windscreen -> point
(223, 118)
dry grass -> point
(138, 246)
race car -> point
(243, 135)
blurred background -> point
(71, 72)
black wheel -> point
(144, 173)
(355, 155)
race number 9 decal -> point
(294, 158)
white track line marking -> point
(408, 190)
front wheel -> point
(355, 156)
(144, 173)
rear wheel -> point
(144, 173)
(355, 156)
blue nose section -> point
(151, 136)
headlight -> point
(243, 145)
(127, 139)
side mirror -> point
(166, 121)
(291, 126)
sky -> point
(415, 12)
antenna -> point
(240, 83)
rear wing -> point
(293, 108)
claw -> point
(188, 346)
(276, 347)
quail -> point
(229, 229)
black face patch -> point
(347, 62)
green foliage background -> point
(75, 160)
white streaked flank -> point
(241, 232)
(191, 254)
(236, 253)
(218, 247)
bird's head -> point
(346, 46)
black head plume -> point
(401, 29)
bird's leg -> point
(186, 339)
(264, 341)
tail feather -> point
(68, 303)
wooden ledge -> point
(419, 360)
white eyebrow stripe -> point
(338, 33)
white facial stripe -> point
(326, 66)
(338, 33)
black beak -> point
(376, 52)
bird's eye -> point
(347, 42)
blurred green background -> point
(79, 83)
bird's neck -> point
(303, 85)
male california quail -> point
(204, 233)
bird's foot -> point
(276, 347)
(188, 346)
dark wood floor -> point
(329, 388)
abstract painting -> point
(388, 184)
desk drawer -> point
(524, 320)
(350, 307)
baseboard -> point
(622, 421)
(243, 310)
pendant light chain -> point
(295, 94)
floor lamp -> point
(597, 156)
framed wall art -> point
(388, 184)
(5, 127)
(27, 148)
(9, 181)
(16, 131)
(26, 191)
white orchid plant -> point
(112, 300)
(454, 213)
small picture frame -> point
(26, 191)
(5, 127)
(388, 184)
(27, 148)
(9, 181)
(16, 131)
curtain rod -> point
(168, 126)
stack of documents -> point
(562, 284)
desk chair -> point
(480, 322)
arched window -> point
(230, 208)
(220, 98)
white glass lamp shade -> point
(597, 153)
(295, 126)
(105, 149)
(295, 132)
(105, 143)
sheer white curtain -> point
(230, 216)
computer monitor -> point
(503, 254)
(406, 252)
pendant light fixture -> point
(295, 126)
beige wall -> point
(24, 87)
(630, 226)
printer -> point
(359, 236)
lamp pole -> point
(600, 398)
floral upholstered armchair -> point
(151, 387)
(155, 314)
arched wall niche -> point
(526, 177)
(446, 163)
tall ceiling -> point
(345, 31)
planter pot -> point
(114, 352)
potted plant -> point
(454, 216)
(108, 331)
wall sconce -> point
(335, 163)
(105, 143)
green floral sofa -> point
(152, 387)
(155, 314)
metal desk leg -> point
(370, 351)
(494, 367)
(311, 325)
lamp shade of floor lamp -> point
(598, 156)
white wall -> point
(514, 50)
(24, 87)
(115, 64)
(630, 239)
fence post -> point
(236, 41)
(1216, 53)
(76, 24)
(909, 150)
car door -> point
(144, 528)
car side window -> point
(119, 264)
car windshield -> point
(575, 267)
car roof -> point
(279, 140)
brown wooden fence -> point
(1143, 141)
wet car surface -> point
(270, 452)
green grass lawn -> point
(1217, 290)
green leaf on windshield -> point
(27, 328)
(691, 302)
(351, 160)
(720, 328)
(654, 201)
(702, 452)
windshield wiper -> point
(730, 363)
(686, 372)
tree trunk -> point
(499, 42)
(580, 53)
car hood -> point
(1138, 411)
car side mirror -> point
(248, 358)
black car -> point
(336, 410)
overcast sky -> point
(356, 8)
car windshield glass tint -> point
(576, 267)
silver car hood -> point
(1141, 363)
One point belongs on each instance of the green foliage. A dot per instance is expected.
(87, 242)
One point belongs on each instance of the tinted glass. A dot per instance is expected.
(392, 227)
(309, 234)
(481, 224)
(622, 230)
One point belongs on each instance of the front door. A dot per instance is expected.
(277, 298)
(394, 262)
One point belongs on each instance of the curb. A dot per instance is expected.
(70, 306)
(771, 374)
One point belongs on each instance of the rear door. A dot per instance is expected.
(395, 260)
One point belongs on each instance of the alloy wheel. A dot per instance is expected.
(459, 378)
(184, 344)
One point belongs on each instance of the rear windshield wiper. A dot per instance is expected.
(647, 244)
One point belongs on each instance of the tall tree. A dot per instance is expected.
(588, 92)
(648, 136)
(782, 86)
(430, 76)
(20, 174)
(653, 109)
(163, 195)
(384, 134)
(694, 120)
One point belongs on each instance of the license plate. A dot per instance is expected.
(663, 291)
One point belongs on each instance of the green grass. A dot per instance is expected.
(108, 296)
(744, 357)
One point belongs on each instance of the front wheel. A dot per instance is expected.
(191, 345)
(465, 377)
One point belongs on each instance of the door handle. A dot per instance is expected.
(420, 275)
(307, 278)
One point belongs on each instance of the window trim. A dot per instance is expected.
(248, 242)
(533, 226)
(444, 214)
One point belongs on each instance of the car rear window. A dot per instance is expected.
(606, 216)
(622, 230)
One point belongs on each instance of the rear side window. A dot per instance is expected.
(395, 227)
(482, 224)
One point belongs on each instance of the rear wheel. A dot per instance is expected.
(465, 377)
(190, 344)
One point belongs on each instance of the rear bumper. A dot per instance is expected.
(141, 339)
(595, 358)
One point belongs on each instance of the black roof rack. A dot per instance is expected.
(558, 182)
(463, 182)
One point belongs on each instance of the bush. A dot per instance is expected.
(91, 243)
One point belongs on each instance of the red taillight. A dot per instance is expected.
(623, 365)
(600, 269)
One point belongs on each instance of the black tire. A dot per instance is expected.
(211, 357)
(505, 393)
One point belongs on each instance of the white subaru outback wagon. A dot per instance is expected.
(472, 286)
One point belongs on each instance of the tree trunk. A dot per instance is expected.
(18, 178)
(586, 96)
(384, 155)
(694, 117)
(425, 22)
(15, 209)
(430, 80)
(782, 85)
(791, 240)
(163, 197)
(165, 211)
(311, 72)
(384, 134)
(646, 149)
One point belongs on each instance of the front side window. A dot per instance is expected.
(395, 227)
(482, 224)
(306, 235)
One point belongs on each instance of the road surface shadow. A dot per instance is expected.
---*---
◆ What the task requires:
The records above are to be printed in full, exactly as they appear.

◆ Your response:
windscreen -> point
(223, 118)
dry grass -> point
(138, 246)
race car -> point
(243, 135)
blurred background -> point
(71, 72)
black wheel -> point
(144, 173)
(355, 155)
race number 9 decal -> point
(294, 158)
white track line marking -> point
(408, 190)
front wheel -> point
(355, 156)
(144, 173)
rear wheel -> point
(144, 173)
(355, 156)
blue nose section -> point
(151, 136)
headlight -> point
(243, 145)
(127, 139)
side mirror -> point
(166, 121)
(291, 126)
sky -> point
(415, 12)
antenna -> point
(240, 83)
rear wing -> point
(293, 108)
claw -> point
(188, 346)
(276, 347)
quail -> point
(229, 229)
black face patch -> point
(347, 62)
green foliage background -> point
(75, 160)
white streaked flank -> point
(241, 232)
(191, 254)
(236, 253)
(218, 247)
bird's head -> point
(346, 46)
black head plume -> point
(401, 29)
bird's leg -> point
(186, 339)
(264, 341)
tail feather -> point
(68, 303)
wooden ledge -> point
(419, 360)
white eyebrow stripe -> point
(338, 33)
white facial stripe -> point
(326, 66)
(338, 33)
black beak -> point
(376, 52)
bird's eye -> point
(347, 42)
blurred green background -> point
(79, 83)
bird's neck -> point
(303, 85)
male california quail -> point
(204, 233)
bird's foot -> point
(276, 347)
(188, 346)
dark wood floor -> point
(329, 388)
abstract painting -> point
(388, 184)
desk drawer -> point
(524, 320)
(350, 307)
baseboard -> point
(622, 421)
(243, 310)
pendant light chain -> point
(295, 94)
floor lamp -> point
(597, 156)
framed wall art -> point
(388, 184)
(5, 127)
(27, 148)
(9, 181)
(16, 131)
(26, 191)
white orchid plant -> point
(112, 300)
(454, 213)
small picture frame -> point
(26, 191)
(5, 127)
(388, 184)
(27, 148)
(9, 181)
(16, 131)
curtain rod -> point
(168, 126)
stack of documents -> point
(562, 284)
desk chair -> point
(480, 322)
arched window -> point
(230, 208)
(220, 98)
white glass lamp shade -> point
(597, 153)
(295, 126)
(105, 149)
(295, 132)
(105, 143)
sheer white curtain -> point
(230, 216)
computer monitor -> point
(503, 254)
(406, 252)
pendant light fixture -> point
(295, 126)
beige wall -> point
(24, 87)
(630, 226)
printer -> point
(359, 236)
lamp pole -> point
(600, 398)
floral upholstered armchair -> point
(151, 387)
(155, 314)
arched wall niche -> point
(526, 177)
(446, 163)
tall ceiling -> point
(345, 31)
planter pot -> point
(114, 352)
potted plant -> point
(454, 216)
(108, 331)
wall sconce -> point
(335, 163)
(105, 143)
green floral sofa -> point
(152, 387)
(155, 314)
metal desk leg -> point
(370, 351)
(494, 367)
(311, 325)
lamp shade of floor lamp -> point
(598, 156)
white wall -> point
(514, 50)
(24, 87)
(115, 64)
(630, 239)
fence post -> point
(236, 41)
(1216, 53)
(76, 24)
(909, 150)
car door -> point
(144, 528)
car side window -> point
(119, 264)
car windshield -> point
(575, 267)
car roof -> point
(279, 140)
brown wooden fence -> point
(1143, 141)
wet car surface -> point
(270, 452)
green grass lawn -> point
(1217, 290)
green leaf on windshield -> point
(27, 328)
(691, 302)
(351, 160)
(720, 328)
(654, 201)
(702, 452)
windshield wiper -> point
(730, 363)
(686, 372)
tree trunk -> point
(499, 42)
(580, 53)
car hood -> point
(1138, 411)
car side mirror -> point
(248, 358)
black car -> point
(336, 410)
overcast sky -> point
(356, 8)
car windshield glass tint -> point
(576, 267)
silver car hood -> point
(1141, 363)
One point belongs on each instance of the green foliage. A dot per instance is expected.
(87, 242)
One point belongs on each instance of the tinted glass. A dot per instance is expected.
(392, 227)
(309, 234)
(481, 224)
(622, 230)
One point belongs on each instance of the front door. A dot per instance is expected.
(277, 298)
(394, 262)
One point belongs on each instance of the curb. A dot per instance is expected.
(70, 306)
(771, 374)
One point belongs on each instance of the rear door. A dot per instance is expected.
(395, 260)
One point belongs on each instance of the alloy wheel. A dot per instance is expected.
(459, 378)
(184, 344)
One point belongs on each instance of the rear windshield wiper. A dot per instance is expected.
(647, 244)
One point belongs on each instance of the tall tree. A dot per instance is expected.
(588, 92)
(648, 136)
(782, 86)
(430, 76)
(20, 174)
(653, 109)
(163, 195)
(384, 134)
(694, 120)
One point belongs on each instance of the license plate. A dot per instance is expected.
(663, 291)
One point belongs on each instance of the green grass. A dot per instance is expected.
(108, 296)
(744, 357)
One point belongs on each instance of the front wheel. A dot per instance is expected.
(191, 345)
(465, 377)
One point belongs on each instance of the door handle. A dot per instance is expected.
(420, 275)
(307, 278)
One point belongs on each instance of the window trim. A dot per instance is expected.
(248, 242)
(533, 226)
(444, 214)
One point belongs on each instance of the car rear window. A dot per instance is expected.
(606, 216)
(622, 230)
One point belongs on each instance of the rear side window. A dot per instance is expected.
(395, 227)
(482, 224)
One point belongs on each instance of the rear wheel. A dot per instance is expected.
(465, 377)
(190, 344)
One point belongs on each instance of the rear bumper. A dot per instance is expected.
(141, 339)
(595, 358)
One point belongs on each instance of the black roof rack. A dot per instance is expected.
(558, 182)
(463, 182)
One point belongs on each instance of the bush. A dot per instance is expected.
(91, 243)
One point belongs on each instance of the red taillight. A dot per instance is expected.
(623, 365)
(600, 269)
One point belongs on each instance of the black tire. A dot per instance is expected.
(211, 357)
(505, 393)
One point belongs on each instance of the white subaru outback wagon. A dot per instance is expected.
(472, 286)
One point belongs on each instance of the tree trunk. A dot per instance is expected.
(18, 178)
(586, 96)
(384, 155)
(694, 117)
(425, 22)
(15, 209)
(430, 80)
(782, 85)
(791, 240)
(163, 197)
(165, 211)
(311, 72)
(384, 134)
(646, 149)
One point belongs on each instance of the front side window. A dot per instance is expected.
(395, 227)
(482, 224)
(306, 235)
One point belongs on each instance of the road surface shadow. A dot per instance is expected.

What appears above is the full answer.